What to work on =
a. In the Notre Dame concert article, how large was the audience at the show?
b. Please write out the part of the Notre Dame concert article starting with "Garth: Live at Notre Dame was" and going on through "to the show.".

Reading text =
-*-*-
- Directed by: Jon Small
- Country of origin: United States
- Original language: English

Production
- Executive producer: Garth Brooks
- Producer: Jon Small
- Running time: 83 minutes
- Production company: Picture Vision Pictures

Original release
- Network: CBS
- Release: December 2, 2018

= Garth: Live at Notre Dame =

Garth: Live at Notre Dame was a 2018 American concert event and primetime television special starring country music artist Garth Brooks. Held on October 20, 2018, at Notre Dame Stadium in Notre Dame, Indiana, the performance marked the first live concert held at the historic venue in its history. The concert was filmed live in front of a sold-out audience of over 84,000 attendees amidst freezing rain and snow conditions.

Directed by Jon Small and executive produced by Brooks, the resulting two hour television special premiered on CBS on December 2, 2018, drawing nearly ten million viewers. The performance served as both a standalone television event and the creative testing ground for The Garth Brooks Stadium Tour, which Brooks announced during press events in the lead-up to the show.
-*-*-
Supplied information =
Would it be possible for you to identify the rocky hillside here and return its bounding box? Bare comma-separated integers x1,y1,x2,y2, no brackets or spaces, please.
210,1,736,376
-*-*-
Outputs by task =
a. A sold-out audience of over 84,000 attendees.

b.
Garth: Live at Notre Dame was a 2018 American concert event and primetime television special starring country music artist Garth Brooks. Held on October 20, 2018, at Notre Dame Stadium in Notre Dame, Indiana, the performance marked the first live concert held at the historic venue in its history. The concert was filmed live in front of a sold-out audience of over 84,000 attendees amidst freezing rain and snow conditions.

Directed by Jon Small and executive produced by Brooks, the resulting two hour television special premiered on CBS on December 2, 2018, drawing nearly ten million viewers. The performance served as both a standalone television event and the creative testing ground for The Garth Brooks Stadium Tour, which Brooks announced during press events in the lead-up to the show.